Written task:
Format every row below as a two-column CSV with the header instruction,points. Give one line per row, with the row's text under instruction and its answer under points, each in a single quoted field with line breaks replaced by spaces, and leave the pictures out.

Supplied data:

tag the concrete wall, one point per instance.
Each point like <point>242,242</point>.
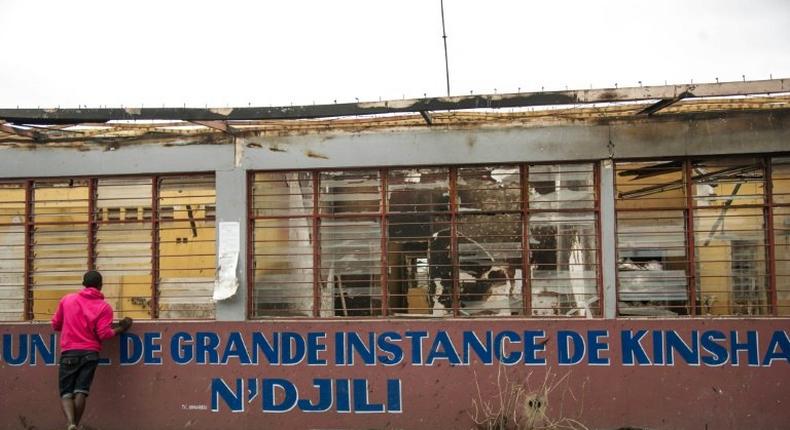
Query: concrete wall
<point>628,374</point>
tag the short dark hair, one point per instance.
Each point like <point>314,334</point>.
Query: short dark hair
<point>92,279</point>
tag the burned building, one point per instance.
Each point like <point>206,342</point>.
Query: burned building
<point>494,218</point>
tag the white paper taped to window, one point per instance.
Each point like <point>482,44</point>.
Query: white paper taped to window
<point>226,284</point>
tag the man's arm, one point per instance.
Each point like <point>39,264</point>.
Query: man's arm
<point>105,328</point>
<point>57,319</point>
<point>122,326</point>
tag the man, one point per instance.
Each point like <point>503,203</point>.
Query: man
<point>84,320</point>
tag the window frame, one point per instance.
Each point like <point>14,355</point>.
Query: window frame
<point>95,218</point>
<point>524,211</point>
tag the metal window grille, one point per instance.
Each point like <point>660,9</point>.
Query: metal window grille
<point>440,241</point>
<point>53,230</point>
<point>701,236</point>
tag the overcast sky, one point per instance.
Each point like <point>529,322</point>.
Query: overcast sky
<point>235,53</point>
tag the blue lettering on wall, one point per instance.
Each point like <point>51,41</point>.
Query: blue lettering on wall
<point>206,344</point>
<point>442,349</point>
<point>633,351</point>
<point>289,396</point>
<point>689,353</point>
<point>270,349</point>
<point>709,343</point>
<point>234,399</point>
<point>483,349</point>
<point>393,353</point>
<point>500,349</point>
<point>416,345</point>
<point>781,341</point>
<point>324,402</point>
<point>750,347</point>
<point>568,341</point>
<point>181,348</point>
<point>40,348</point>
<point>131,351</point>
<point>532,347</point>
<point>293,348</point>
<point>8,350</point>
<point>314,347</point>
<point>235,348</point>
<point>364,349</point>
<point>152,348</point>
<point>596,346</point>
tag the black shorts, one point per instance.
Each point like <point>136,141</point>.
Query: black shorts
<point>76,372</point>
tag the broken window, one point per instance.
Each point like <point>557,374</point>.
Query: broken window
<point>563,240</point>
<point>59,243</point>
<point>434,241</point>
<point>652,267</point>
<point>123,247</point>
<point>78,224</point>
<point>780,186</point>
<point>691,237</point>
<point>282,244</point>
<point>12,251</point>
<point>186,269</point>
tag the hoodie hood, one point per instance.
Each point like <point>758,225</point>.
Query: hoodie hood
<point>91,293</point>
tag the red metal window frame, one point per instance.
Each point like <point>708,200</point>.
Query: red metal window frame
<point>767,208</point>
<point>383,216</point>
<point>93,221</point>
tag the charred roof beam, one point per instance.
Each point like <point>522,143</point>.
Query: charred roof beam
<point>667,93</point>
<point>664,103</point>
<point>222,126</point>
<point>427,117</point>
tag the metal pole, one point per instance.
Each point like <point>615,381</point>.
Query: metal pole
<point>446,63</point>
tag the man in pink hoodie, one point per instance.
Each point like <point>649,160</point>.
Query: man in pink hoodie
<point>84,320</point>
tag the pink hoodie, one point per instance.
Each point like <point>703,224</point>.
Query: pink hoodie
<point>84,319</point>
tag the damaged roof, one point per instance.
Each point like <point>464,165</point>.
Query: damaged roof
<point>212,125</point>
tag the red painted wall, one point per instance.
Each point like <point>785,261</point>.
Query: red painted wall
<point>437,396</point>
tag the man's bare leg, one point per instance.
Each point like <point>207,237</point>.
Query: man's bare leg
<point>79,406</point>
<point>69,409</point>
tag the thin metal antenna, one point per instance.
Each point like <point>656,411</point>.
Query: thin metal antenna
<point>446,63</point>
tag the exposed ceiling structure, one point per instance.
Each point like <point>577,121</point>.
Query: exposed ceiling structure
<point>148,125</point>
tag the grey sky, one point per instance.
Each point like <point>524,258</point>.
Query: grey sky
<point>298,51</point>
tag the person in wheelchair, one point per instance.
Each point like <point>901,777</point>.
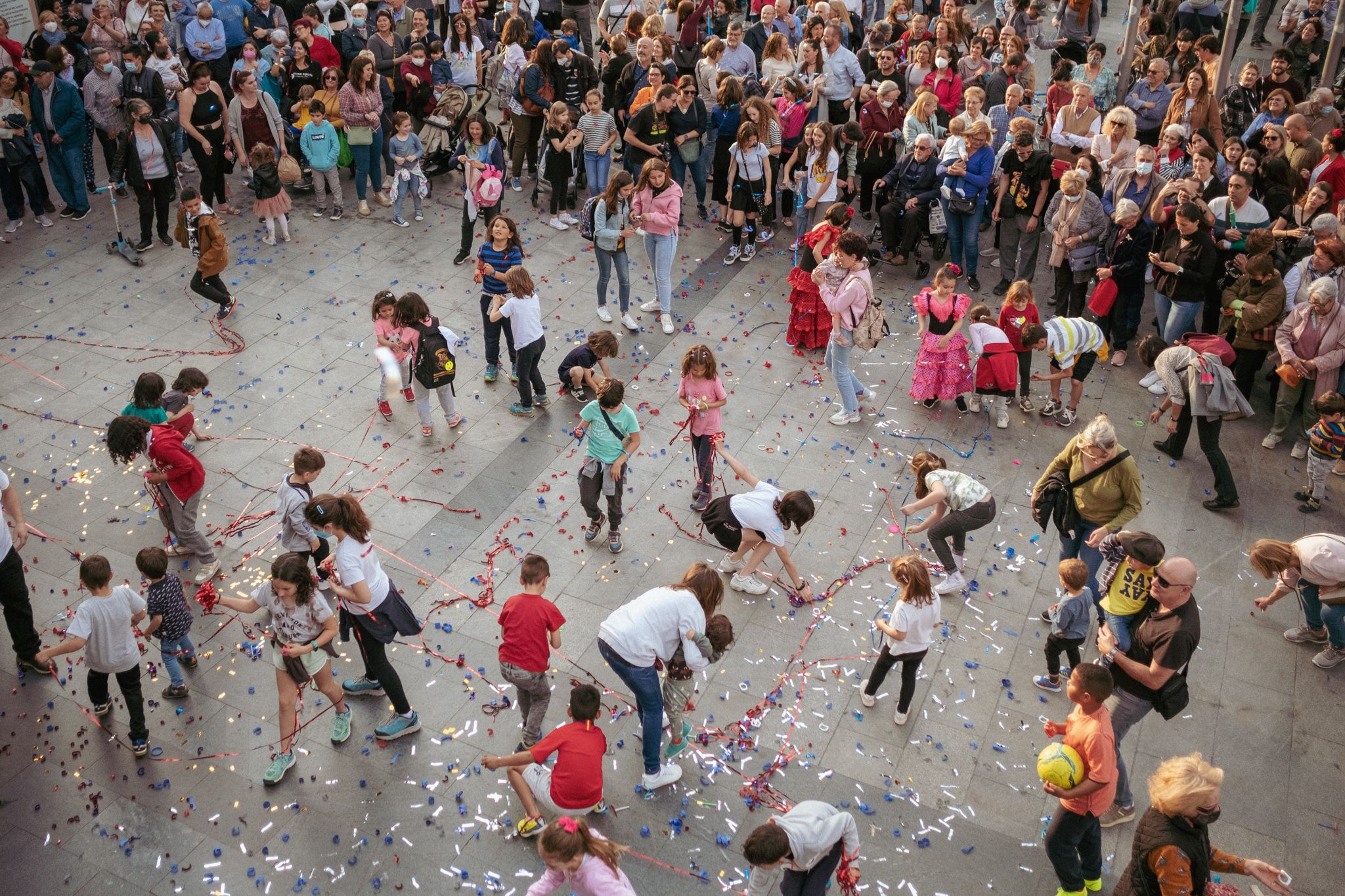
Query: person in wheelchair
<point>908,191</point>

Solution for this problem:
instruction,points
"tag the concrete wall, one point per instance. Each point like <point>242,242</point>. Query: concrete wall","<point>628,374</point>"
"tag the short dark hair, one point per instance. Each point like <point>314,334</point>. Query: short dark hair","<point>92,279</point>"
"tag the burned building, one point per instance. Each point like <point>206,342</point>. Query: burned building","<point>494,218</point>"
"tag the white paper taped to window, one point per instance. Each point like <point>482,44</point>. Query: white paper taped to window","<point>226,284</point>"
"tag the man's arm, one point per instance. Each point like <point>39,264</point>. Query: man's arm","<point>105,328</point> <point>57,319</point> <point>122,326</point>"
"tag the man, one point per instance. Each point like <point>503,203</point>. Query: man","<point>84,320</point>"
"tag the window frame, one point per instance. Each point like <point>14,355</point>. Query: window frame","<point>95,218</point> <point>524,211</point>"
"tag the metal window grille, one point per instance. Each point like <point>660,9</point>. Query: metal window grille","<point>440,241</point> <point>53,230</point> <point>701,236</point>"
"tag the overcast sky, one point per instance. Each point like <point>529,322</point>. Query: overcast sky","<point>235,53</point>"
"tag the blue lettering on wall, one point per instance. Each point like <point>51,41</point>. Query: blue lettering on wall","<point>206,344</point> <point>442,349</point> <point>633,351</point> <point>289,396</point> <point>689,353</point> <point>270,349</point> <point>709,343</point> <point>234,399</point> <point>483,349</point> <point>393,353</point> <point>500,349</point> <point>416,345</point> <point>781,341</point> <point>324,402</point> <point>750,347</point> <point>568,341</point> <point>181,348</point> <point>40,348</point> <point>131,351</point> <point>532,347</point> <point>293,348</point> <point>8,350</point> <point>314,347</point> <point>235,348</point> <point>364,349</point> <point>152,348</point> <point>596,346</point>"
"tag the black shorts, one point per instance. Each point like <point>136,141</point>. Query: black shorts","<point>76,372</point>"
"tag the broken window, one point per instance. Each point like <point>557,374</point>. Query: broken window","<point>563,240</point> <point>59,243</point> <point>434,241</point> <point>652,267</point> <point>123,247</point> <point>78,224</point> <point>780,186</point> <point>691,237</point> <point>282,244</point> <point>12,251</point> <point>186,269</point>"
"tag the hoodie hood, one point per instance. Each point like <point>758,225</point>. Query: hoodie hood","<point>91,293</point>"
"tag the red metal window frame, one point per instance. Each point like <point>708,200</point>. Query: red metal window frame","<point>767,208</point> <point>383,216</point> <point>93,221</point>"
"tag the charred roof beam, one point per instance. Each point like <point>522,143</point>. Query: charred roof beam","<point>667,93</point> <point>664,103</point> <point>222,126</point> <point>427,117</point>"
"tag the metal pole, one point per instance. Each point like <point>615,381</point>. Query: metal pole","<point>446,63</point>"
"tag the man in pink hoodie, one point per instance. Each point like <point>649,160</point>. Query: man in pink hoodie","<point>84,320</point>"
"tag the pink hoodie, one point per instance. Each point like <point>703,224</point>. Query: pink hoodie","<point>84,319</point>"
"tag the damaged roof, one point per instance. Each point like <point>464,165</point>. Query: damaged roof","<point>212,125</point>"
"tag the red painted wall, one point per instance. Each point like <point>785,261</point>. Query: red painted wall","<point>437,396</point>"
"tag the man's bare leg, one point per instance. Each point like <point>207,237</point>. Query: man's bare leg","<point>79,406</point> <point>69,409</point>"
"tag the thin metal antenna, one point per instance. Each point like <point>656,411</point>. Query: thin metal antenna","<point>446,63</point>"
"tag the exposed ceiling structure, one point per instance. Each point like <point>577,121</point>. Query: exposed ceiling structure","<point>148,125</point>"
"tag the grey sky, one point per instance. Each point like <point>524,258</point>. Query: grey sky","<point>298,51</point>"
"tag the person in wheelchair, one point per instance. Each point like <point>901,777</point>. Query: person in wheelchair","<point>908,191</point>"